WORK INSTRUCTION: The number needed is how many lines of the data hold the string "positive". Give that number and nothing more.

Saved entries:
· · ·

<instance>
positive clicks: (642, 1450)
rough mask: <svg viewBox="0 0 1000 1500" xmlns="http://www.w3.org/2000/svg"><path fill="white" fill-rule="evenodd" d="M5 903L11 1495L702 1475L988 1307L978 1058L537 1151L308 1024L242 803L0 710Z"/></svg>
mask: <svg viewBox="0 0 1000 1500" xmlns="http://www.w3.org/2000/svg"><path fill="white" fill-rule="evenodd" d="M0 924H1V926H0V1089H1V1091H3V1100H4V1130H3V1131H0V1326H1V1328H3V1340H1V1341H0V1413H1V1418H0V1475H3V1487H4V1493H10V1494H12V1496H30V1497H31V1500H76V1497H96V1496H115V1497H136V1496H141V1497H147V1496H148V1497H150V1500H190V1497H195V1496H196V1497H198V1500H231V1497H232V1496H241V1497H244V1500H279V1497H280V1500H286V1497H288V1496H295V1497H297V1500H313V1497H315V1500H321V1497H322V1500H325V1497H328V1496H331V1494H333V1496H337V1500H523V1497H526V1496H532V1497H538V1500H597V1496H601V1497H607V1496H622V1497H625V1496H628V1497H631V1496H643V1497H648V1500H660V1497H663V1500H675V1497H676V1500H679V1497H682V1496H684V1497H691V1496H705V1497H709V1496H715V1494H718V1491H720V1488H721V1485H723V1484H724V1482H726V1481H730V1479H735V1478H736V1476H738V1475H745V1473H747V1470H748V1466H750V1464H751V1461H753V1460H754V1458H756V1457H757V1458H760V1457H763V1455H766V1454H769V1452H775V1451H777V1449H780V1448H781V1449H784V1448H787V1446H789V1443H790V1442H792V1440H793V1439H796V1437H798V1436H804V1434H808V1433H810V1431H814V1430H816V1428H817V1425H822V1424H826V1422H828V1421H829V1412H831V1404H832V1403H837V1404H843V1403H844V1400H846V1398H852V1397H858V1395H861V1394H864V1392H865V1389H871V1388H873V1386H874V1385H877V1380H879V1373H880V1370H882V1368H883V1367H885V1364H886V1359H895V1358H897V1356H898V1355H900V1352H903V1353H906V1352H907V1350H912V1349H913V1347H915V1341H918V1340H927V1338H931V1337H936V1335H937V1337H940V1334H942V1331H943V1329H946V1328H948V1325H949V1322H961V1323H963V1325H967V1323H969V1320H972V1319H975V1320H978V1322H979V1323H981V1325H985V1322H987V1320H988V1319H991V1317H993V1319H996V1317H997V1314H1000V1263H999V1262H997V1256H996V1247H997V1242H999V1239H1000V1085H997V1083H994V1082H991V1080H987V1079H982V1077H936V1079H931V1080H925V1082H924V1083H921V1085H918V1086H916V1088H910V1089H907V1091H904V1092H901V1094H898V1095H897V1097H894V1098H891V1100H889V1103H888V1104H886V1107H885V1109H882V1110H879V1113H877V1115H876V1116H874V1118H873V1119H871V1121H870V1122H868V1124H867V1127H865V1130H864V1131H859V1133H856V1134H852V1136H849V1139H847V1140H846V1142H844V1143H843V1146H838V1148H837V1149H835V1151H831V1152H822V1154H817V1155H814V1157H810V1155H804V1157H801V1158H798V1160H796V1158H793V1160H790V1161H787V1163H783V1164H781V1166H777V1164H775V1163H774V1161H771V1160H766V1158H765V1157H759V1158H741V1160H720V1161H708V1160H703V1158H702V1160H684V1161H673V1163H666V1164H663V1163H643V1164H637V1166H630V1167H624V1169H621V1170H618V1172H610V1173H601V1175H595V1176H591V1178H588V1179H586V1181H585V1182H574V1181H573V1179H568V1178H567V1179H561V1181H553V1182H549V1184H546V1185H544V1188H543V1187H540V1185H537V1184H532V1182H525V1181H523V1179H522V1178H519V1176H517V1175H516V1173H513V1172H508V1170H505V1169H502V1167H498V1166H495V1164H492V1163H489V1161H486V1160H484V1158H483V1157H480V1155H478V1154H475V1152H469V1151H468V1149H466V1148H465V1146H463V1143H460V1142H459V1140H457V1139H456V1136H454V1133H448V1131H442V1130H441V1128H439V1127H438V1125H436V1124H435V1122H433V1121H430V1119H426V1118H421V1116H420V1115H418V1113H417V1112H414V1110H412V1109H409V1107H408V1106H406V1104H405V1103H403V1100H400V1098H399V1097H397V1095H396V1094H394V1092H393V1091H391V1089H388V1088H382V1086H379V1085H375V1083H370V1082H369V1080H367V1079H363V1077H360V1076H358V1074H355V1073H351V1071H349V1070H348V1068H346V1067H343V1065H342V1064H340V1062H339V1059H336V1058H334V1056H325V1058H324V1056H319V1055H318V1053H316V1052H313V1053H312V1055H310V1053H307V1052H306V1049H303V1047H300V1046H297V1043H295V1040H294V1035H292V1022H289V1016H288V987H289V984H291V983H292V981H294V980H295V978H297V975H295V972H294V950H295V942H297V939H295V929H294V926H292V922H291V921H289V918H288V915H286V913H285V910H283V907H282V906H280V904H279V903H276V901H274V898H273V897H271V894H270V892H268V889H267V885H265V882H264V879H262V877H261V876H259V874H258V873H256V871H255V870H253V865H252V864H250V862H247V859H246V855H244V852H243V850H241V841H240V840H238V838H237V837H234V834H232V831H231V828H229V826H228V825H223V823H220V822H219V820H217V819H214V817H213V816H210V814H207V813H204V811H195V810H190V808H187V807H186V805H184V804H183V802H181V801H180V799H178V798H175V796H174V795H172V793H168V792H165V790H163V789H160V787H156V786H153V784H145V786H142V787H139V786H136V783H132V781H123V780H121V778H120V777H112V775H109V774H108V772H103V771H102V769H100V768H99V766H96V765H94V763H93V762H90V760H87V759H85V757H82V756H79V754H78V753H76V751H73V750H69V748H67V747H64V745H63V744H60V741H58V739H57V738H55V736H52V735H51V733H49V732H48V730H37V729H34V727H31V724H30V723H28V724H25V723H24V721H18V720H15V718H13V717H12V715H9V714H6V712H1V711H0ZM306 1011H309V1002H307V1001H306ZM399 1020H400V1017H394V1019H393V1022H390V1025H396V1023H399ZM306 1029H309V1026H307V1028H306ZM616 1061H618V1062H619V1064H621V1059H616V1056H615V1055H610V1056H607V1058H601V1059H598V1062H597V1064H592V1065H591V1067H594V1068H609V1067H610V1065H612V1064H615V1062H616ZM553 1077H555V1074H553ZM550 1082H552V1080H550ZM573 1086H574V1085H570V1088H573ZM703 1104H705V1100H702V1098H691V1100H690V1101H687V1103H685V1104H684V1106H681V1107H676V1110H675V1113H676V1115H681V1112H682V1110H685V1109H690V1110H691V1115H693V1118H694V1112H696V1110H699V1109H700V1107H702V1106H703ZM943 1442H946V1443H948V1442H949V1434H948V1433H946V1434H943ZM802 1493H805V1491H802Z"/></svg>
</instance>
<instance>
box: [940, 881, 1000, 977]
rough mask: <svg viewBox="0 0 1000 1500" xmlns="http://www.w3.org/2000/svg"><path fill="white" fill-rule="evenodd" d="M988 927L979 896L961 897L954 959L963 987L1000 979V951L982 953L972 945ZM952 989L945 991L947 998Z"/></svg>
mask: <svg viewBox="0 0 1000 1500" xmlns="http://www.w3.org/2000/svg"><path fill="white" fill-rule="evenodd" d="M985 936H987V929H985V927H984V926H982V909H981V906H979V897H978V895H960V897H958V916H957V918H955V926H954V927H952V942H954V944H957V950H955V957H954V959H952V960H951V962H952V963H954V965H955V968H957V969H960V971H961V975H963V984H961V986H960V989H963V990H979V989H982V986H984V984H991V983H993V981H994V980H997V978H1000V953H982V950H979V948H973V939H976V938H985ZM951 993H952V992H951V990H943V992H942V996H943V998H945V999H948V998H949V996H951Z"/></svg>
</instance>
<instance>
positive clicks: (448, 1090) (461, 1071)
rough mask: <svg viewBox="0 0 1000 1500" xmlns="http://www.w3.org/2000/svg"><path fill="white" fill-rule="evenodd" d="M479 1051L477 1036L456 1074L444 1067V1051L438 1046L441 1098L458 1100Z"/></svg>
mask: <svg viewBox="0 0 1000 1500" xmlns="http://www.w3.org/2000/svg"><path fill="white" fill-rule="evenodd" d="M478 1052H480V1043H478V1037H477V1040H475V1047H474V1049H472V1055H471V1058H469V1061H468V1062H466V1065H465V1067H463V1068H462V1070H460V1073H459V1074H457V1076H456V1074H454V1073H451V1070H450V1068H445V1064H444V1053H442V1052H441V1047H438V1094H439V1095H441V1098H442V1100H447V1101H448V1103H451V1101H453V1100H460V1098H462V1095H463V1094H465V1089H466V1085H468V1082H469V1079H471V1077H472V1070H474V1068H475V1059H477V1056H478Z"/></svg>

· · ·

RESPONSE FOR THIS EXERCISE: 2